[Start of Attachment]
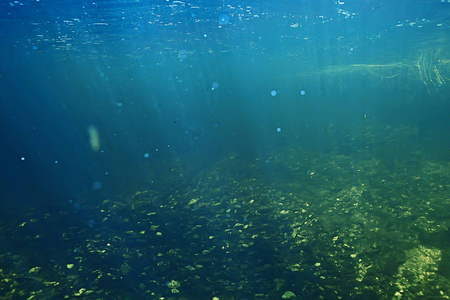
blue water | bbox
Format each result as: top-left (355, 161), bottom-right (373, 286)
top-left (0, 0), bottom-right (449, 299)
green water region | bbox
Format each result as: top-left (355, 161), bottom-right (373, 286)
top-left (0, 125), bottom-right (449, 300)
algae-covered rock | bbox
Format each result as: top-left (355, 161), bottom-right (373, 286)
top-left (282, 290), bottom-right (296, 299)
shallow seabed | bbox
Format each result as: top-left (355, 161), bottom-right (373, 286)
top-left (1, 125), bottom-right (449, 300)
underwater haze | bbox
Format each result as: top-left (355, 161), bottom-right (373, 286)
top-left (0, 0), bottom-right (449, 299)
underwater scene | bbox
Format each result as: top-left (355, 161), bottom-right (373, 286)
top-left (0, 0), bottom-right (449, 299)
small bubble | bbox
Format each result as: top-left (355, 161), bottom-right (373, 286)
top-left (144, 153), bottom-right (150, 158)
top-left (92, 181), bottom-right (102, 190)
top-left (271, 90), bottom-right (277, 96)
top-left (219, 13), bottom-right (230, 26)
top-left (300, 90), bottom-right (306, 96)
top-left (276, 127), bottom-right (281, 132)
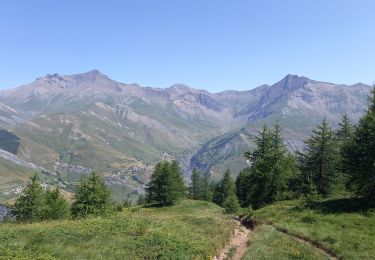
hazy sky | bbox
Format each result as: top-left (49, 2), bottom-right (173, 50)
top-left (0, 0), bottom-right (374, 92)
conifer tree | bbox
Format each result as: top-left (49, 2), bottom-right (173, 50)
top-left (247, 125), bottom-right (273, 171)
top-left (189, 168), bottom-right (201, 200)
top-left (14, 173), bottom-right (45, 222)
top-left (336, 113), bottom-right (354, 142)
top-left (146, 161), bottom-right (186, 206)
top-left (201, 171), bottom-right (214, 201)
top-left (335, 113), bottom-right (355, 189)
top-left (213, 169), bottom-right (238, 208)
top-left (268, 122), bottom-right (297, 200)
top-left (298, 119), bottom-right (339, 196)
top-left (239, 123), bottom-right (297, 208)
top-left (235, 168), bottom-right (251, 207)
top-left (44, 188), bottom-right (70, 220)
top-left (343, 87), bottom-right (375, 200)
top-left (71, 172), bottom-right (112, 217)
[End of Attachment]
[Start of Attachment]
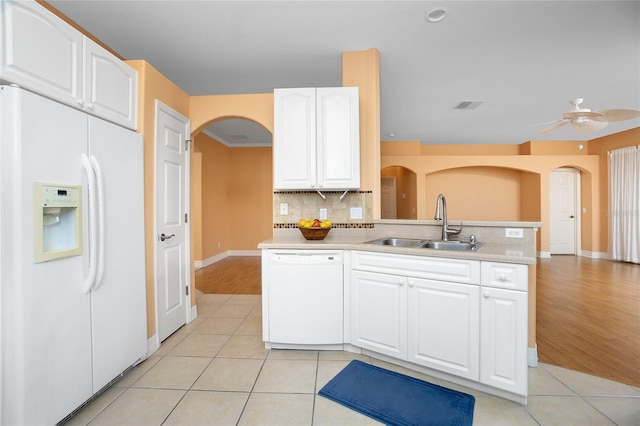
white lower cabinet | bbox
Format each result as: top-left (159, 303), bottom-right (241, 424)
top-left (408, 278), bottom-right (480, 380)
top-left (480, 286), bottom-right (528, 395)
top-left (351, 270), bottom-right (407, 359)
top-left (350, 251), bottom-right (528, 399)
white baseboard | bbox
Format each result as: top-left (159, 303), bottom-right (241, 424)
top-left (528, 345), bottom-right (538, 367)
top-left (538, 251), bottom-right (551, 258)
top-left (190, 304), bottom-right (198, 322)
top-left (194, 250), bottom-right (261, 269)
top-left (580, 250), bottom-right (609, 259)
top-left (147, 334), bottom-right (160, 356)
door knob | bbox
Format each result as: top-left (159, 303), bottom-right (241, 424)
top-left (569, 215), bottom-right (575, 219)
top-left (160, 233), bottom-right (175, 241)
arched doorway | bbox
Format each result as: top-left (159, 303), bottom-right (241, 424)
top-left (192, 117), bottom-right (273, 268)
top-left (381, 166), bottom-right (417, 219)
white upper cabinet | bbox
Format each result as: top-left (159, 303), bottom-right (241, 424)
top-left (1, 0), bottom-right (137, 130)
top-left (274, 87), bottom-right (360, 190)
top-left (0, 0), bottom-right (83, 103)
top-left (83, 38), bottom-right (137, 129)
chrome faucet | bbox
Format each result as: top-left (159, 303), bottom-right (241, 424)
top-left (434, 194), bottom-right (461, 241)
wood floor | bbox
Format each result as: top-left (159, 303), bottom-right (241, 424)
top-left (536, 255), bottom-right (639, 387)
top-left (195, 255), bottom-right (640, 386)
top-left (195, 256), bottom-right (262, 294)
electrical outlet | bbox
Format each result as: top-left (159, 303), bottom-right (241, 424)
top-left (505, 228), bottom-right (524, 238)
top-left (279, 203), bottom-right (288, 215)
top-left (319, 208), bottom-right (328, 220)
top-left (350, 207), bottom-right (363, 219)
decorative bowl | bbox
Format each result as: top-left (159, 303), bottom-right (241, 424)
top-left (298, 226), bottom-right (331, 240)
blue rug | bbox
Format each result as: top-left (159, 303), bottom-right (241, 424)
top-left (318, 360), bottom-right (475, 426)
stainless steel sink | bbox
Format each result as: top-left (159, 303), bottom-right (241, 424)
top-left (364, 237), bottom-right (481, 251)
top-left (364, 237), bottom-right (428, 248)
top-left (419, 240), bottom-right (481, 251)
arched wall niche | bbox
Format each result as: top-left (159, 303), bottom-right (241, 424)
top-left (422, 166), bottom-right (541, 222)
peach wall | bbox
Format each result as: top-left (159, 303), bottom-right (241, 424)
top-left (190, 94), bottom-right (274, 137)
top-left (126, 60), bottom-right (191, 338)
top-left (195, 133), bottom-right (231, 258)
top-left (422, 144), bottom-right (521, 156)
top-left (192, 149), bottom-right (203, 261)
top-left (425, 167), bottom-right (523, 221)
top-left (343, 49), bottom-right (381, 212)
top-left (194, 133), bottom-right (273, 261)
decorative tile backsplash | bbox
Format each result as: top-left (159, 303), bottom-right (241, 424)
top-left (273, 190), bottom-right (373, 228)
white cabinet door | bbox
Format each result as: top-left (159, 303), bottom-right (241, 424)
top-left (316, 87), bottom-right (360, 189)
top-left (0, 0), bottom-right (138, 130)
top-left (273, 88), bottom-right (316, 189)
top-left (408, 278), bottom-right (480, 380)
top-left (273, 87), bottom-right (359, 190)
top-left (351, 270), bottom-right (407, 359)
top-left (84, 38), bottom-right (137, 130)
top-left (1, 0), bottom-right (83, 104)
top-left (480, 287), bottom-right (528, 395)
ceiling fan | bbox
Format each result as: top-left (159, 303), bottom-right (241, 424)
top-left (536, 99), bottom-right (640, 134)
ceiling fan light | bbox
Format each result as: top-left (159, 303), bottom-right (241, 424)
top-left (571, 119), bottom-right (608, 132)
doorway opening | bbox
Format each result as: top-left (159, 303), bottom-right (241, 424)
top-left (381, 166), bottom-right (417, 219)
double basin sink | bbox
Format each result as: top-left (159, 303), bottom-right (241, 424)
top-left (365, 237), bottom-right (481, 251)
[End of Attachment]
Work order — Filter the data above by the word "ceiling" and copy every line that matches.

Answer to the exercise —
ceiling fan | bbox
ceiling fan light | bbox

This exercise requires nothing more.